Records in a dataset
— begin —
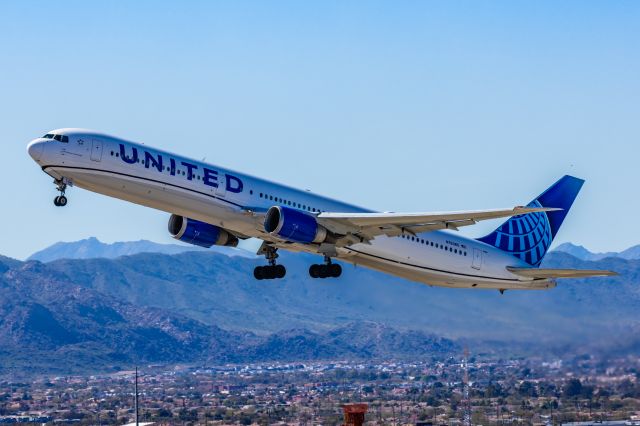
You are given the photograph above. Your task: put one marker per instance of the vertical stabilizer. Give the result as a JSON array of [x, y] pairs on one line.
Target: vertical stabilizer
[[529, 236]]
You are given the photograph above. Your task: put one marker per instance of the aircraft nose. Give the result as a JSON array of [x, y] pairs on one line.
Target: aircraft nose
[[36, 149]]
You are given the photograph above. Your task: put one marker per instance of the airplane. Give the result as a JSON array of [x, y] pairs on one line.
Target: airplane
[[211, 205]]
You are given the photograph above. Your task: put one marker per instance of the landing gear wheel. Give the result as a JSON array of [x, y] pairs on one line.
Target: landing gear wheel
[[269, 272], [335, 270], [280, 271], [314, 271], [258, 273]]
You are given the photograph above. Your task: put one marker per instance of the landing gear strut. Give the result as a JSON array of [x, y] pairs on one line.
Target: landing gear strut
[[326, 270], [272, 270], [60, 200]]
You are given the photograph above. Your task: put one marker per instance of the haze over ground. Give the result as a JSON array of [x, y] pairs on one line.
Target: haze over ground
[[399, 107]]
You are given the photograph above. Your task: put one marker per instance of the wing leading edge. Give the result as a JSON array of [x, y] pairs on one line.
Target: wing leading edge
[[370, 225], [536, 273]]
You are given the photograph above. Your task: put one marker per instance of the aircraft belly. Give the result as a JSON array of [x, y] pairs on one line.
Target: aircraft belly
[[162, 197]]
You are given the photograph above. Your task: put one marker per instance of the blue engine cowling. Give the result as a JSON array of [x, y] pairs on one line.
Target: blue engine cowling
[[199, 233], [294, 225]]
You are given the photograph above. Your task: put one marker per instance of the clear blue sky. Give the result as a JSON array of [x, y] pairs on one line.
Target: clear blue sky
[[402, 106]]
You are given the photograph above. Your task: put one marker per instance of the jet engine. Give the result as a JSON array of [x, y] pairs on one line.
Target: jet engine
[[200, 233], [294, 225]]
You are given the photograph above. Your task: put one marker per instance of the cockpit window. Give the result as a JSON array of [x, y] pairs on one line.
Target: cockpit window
— end —
# What you will do
Convert the rows above into a JSON list of strings, with one string per line and blank lines left out. Omit the pictures from the list.

# Exercise output
[
  "You are given the photograph above. Your task: put one marker per instance of the vertical stabilizer. Give the result as a JSON array of [x, y] pairs on one line.",
  "Target: vertical stabilizer",
  "[[529, 236]]",
  "You are given the photograph above. Your task: put one marker per instance of the aircraft nose. Give the result as a JSON array of [x, y] pairs on one line.",
  "Target: aircraft nose",
  "[[36, 149]]",
  "You are given the photograph above. Your task: put one marker per instance of the airplane. Give the result as a JSON array of [x, y] pairs on one line.",
  "Target: airplane",
  "[[211, 205]]",
  "You are given the photograph above. Your task: put one marker per instance of the landing gear wheel. Give the result as a JSON array of [x, y] pairs on one line.",
  "Target: landing gear wheel",
  "[[269, 272], [335, 270], [280, 271], [314, 271], [258, 273]]",
  "You are given the photograph above. Your task: put one marker per instance of the landing gear strut. Give the result as a JSON array of [x, y] pairs on one line.",
  "Target: landing gear strut",
  "[[326, 270], [272, 270], [60, 200]]",
  "You are given the photograph above. Your task: put one marker per instance of the haze over ground. Give the result as a JSON array of [x, y] pairs on one line.",
  "Target: haze over ground",
  "[[399, 107]]",
  "You are given the photograph above. Your task: put one marker per instance of the wing leading edge. Give the result as a JSON array of [x, y] pairs on one line.",
  "Target: wing leading edge",
  "[[370, 225], [536, 273]]",
  "You are given the photograph above. Your task: put one marker per instance of the aircraft belly. Give the result as a JSON array of [x, y] pairs on one line.",
  "Target: aircraft belly",
  "[[162, 197]]",
  "You are given the photograph above. Your task: put one marker per instance of the blue engine cowling. Give the result as a JSON array of [x, y] pairs on one line.",
  "Target: blue engine cowling",
  "[[199, 233], [294, 225]]",
  "You are given the photograph above. Your task: put one marker per instance of the clear blue sky. Give the result as a JSON array of [x, y] pairs on one line.",
  "Target: clear blue sky",
  "[[402, 106]]",
  "You are given the photograph above. Your task: put one marker per instance of the jet engine. Give the result as a JSON array of [x, y] pairs on one line.",
  "Target: jet engine",
  "[[200, 233], [294, 225]]",
  "You are given the photograph above. Your task: put one marker per instance of the cockpit window. Give the result as a JSON array of [x, y] pairs on one line.",
  "Target: cockpit window"
]